[TASK GOAL]
Please reproduce only the material from the line containing "of the dresser" up to and including the line containing "<point>19,239</point>". Substitute "occurrence" for each "instance" and leave everything else unchanged.

-- start --

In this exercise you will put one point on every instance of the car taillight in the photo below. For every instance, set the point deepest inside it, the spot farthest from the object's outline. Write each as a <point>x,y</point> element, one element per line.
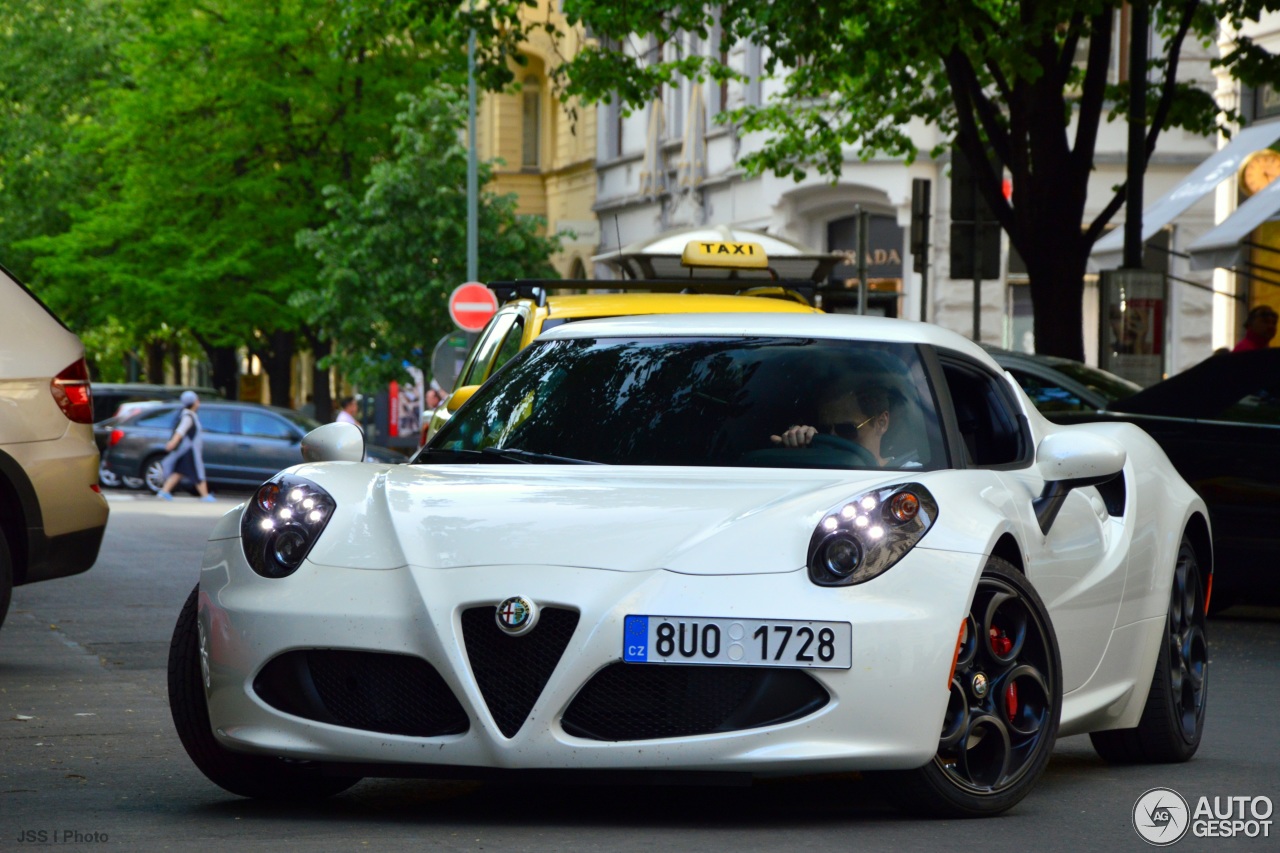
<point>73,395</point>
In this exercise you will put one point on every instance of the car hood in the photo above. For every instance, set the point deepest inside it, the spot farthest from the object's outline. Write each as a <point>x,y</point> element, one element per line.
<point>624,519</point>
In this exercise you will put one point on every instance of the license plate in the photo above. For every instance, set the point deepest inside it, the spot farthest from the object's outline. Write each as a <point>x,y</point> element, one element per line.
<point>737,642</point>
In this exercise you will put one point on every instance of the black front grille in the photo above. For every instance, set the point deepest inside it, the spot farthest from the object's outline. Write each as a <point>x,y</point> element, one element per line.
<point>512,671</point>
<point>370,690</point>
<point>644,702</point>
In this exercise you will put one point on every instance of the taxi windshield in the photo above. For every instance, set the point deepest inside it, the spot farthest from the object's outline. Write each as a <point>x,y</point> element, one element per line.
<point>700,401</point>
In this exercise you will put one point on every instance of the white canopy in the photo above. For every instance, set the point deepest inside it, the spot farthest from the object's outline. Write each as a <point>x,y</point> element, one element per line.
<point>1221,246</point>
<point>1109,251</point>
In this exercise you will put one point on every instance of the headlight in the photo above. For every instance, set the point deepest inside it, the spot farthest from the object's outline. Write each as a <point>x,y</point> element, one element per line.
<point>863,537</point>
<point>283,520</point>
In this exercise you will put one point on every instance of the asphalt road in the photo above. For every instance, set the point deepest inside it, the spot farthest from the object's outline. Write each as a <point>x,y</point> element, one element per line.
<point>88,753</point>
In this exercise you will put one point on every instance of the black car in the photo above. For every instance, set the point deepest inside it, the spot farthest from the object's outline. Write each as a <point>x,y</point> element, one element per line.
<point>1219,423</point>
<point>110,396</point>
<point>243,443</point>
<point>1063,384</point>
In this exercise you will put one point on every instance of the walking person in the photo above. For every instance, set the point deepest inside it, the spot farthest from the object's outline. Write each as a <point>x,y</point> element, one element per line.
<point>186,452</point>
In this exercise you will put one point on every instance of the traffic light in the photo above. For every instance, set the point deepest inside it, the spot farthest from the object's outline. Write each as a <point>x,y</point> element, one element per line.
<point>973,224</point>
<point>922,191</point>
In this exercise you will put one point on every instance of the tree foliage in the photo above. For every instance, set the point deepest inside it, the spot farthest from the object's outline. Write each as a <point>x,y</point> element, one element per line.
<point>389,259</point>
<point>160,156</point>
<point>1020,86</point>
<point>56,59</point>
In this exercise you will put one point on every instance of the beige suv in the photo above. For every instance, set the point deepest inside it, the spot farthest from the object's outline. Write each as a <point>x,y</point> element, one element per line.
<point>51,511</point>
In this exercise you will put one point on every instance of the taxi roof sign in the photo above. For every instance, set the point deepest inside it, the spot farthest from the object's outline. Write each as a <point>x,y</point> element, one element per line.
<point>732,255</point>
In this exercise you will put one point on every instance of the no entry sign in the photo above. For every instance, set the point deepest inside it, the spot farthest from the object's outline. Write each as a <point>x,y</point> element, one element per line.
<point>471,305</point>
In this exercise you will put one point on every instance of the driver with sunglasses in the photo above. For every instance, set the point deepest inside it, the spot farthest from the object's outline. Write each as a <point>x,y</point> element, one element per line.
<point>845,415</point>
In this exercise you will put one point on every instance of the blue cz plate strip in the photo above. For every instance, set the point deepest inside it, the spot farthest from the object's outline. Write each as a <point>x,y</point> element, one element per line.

-- end --
-- start --

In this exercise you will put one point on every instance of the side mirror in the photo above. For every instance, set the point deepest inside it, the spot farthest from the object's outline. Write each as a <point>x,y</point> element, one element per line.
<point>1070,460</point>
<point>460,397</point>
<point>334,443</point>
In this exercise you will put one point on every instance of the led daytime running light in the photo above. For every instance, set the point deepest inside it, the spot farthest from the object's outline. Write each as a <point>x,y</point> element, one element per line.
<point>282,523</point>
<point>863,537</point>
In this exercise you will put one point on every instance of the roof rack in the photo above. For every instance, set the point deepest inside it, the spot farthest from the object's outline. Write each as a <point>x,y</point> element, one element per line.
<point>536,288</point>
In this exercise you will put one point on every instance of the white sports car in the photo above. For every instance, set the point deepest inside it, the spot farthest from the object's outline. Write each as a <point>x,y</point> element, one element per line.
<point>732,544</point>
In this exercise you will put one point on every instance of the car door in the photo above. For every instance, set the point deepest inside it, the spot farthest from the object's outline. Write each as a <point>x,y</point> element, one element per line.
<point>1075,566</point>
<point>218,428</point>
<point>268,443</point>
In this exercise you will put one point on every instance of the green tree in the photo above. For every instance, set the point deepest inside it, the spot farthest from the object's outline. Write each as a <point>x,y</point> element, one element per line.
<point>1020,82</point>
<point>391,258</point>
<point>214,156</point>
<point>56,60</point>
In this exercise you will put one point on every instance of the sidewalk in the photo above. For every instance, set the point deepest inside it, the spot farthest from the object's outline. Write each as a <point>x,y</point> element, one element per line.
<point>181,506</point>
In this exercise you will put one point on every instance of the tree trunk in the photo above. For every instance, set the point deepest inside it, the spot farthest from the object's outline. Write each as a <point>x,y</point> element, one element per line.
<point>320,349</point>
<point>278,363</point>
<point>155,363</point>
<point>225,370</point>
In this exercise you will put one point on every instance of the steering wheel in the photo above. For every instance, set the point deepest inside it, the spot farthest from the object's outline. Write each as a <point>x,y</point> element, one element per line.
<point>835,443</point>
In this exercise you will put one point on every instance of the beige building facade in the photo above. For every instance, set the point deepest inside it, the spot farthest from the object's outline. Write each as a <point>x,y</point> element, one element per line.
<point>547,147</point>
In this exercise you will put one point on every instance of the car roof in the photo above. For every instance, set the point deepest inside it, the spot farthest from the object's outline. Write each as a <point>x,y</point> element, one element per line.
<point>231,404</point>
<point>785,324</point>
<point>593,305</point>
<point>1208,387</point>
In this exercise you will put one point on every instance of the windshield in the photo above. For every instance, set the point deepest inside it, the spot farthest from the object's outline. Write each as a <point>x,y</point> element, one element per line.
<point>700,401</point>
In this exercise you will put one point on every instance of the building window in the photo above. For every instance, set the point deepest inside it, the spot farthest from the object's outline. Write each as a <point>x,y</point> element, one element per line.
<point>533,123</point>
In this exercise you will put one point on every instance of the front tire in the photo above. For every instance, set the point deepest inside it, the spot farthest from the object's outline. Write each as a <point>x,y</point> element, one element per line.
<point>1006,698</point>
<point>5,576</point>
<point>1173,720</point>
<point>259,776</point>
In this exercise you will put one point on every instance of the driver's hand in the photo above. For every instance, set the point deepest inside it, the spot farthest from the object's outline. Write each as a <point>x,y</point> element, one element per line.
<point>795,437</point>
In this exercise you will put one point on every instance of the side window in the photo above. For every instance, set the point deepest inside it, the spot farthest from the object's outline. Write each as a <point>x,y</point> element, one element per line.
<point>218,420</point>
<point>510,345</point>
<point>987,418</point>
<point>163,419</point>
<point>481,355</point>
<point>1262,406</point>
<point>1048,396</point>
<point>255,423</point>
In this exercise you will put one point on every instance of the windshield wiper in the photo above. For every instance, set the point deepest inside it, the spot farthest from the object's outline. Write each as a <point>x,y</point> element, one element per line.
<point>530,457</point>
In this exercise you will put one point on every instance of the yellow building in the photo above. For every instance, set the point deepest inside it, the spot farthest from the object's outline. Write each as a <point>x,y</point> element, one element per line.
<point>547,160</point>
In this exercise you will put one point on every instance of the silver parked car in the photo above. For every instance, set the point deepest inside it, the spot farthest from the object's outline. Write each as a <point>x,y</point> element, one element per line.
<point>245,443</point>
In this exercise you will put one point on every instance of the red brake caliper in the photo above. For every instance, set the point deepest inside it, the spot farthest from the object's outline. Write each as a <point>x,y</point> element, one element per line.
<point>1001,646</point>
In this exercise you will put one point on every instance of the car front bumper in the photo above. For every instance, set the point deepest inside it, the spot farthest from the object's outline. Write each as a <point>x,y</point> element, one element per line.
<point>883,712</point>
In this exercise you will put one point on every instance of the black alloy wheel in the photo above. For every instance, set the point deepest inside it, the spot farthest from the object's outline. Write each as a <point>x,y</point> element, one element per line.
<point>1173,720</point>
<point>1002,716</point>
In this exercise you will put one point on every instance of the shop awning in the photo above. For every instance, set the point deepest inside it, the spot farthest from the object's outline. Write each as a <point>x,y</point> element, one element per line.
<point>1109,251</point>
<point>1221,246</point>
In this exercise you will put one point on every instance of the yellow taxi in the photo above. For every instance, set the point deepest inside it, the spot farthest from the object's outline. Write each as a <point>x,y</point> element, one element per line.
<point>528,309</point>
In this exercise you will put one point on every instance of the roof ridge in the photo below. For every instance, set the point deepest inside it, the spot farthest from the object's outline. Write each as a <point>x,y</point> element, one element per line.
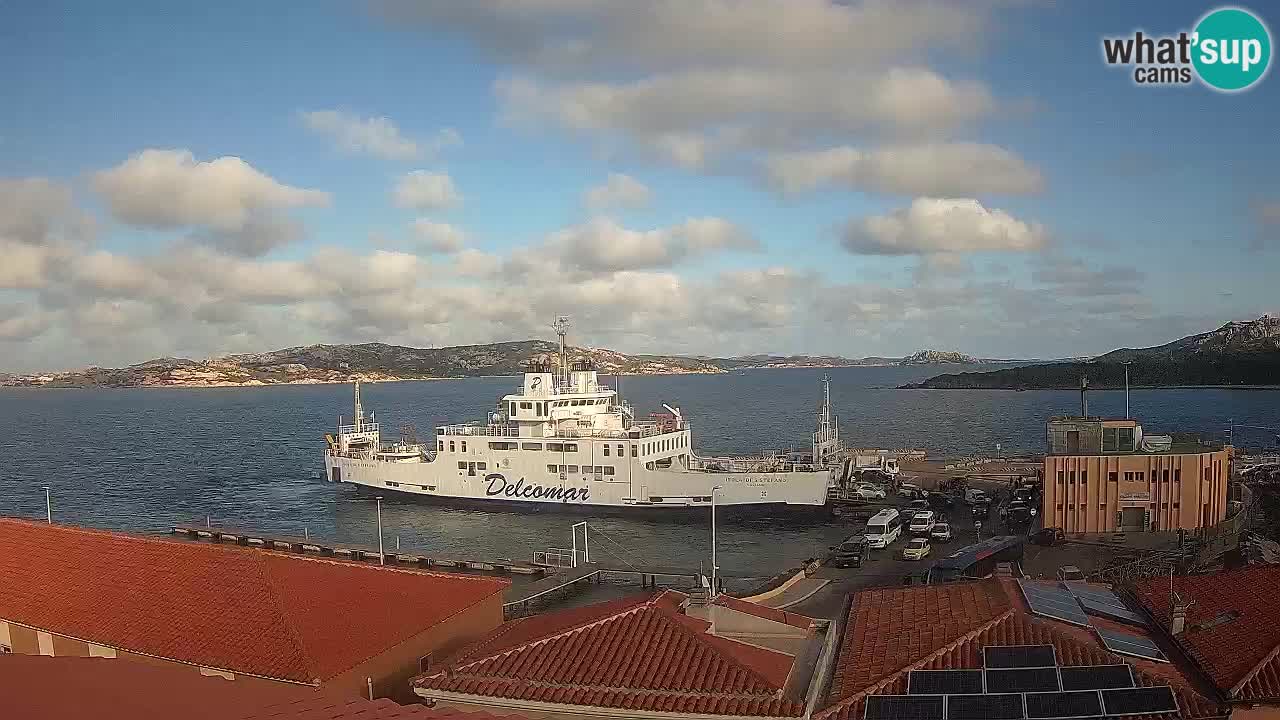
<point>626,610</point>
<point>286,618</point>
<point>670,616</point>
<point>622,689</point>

-- end --
-- start --

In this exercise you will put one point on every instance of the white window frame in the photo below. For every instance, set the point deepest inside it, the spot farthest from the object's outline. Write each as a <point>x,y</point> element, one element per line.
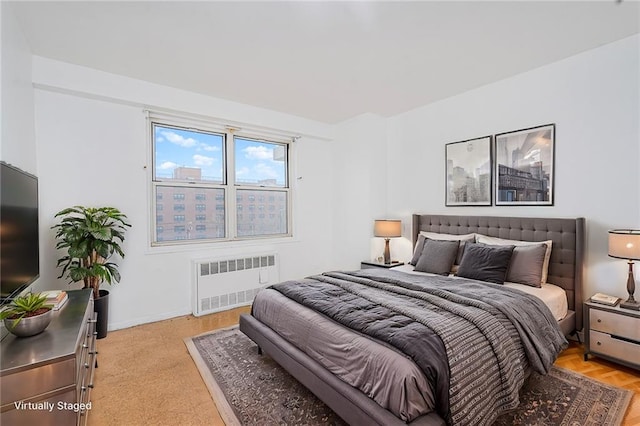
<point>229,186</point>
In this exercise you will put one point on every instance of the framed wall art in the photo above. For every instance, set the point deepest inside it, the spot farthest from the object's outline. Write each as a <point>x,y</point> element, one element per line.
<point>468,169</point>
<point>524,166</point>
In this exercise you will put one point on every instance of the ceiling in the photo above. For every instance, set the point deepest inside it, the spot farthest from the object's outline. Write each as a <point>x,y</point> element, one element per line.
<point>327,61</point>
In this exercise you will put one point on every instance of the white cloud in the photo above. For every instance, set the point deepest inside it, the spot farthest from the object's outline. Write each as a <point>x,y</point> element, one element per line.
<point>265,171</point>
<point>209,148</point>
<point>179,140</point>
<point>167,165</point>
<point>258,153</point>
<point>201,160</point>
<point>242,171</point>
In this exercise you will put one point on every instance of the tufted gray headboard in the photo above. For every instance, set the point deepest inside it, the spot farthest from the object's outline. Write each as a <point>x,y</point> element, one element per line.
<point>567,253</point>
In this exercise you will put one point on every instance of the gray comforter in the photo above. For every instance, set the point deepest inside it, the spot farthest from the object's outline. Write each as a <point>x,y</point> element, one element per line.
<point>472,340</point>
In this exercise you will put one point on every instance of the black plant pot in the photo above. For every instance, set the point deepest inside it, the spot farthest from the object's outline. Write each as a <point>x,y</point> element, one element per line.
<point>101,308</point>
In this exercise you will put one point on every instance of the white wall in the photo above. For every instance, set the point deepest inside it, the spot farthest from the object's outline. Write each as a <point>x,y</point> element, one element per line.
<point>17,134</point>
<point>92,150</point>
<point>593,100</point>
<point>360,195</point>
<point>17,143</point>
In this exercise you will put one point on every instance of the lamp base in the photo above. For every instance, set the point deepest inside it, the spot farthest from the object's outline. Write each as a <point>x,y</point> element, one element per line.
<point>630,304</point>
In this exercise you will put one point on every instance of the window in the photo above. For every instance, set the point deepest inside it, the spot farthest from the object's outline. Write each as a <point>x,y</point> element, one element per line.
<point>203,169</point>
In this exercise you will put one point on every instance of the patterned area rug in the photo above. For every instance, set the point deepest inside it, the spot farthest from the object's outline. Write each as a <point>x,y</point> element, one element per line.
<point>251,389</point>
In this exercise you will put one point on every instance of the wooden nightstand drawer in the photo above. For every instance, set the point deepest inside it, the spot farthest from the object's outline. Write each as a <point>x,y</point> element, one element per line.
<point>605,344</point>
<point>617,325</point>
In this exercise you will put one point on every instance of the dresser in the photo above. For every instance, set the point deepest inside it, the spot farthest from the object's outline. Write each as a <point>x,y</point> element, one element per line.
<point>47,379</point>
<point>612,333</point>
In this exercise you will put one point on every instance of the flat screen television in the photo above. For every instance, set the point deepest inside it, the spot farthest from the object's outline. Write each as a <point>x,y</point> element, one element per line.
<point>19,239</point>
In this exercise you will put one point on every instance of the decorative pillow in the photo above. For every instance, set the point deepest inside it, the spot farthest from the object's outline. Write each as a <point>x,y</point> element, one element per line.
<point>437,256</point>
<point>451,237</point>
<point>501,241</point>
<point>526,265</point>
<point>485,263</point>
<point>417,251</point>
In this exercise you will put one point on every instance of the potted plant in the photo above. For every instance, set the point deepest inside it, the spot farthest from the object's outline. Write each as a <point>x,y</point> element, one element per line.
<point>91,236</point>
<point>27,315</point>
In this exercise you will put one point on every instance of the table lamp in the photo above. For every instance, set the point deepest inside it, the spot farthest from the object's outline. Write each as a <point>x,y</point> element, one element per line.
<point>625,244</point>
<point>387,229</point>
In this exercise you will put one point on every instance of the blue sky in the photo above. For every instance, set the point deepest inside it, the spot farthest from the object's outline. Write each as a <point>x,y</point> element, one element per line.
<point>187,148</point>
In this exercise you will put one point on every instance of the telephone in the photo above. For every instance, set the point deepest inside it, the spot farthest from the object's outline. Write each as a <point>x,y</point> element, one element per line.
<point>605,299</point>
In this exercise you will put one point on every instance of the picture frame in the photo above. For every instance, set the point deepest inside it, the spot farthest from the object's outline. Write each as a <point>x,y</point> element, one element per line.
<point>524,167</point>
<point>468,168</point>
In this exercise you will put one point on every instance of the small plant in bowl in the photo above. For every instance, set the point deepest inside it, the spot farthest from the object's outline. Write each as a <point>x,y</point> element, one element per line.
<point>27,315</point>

-- end --

[TASK RESULT]
In this exercise you will put one point on every occurrence of the dresser in the photo above. For every occurrence, set the point deepest inside it, the spot farthest from the object's outline. Write each as a <point>x,y</point> element, one element per line.
<point>47,379</point>
<point>612,333</point>
In this exercise you will put one point on every occurrence of the flat screen television in the photo above. For every occurrence, set the point deepest inside it, the spot farthest from the object's outline. Write each as a <point>x,y</point> element, one element per line.
<point>19,239</point>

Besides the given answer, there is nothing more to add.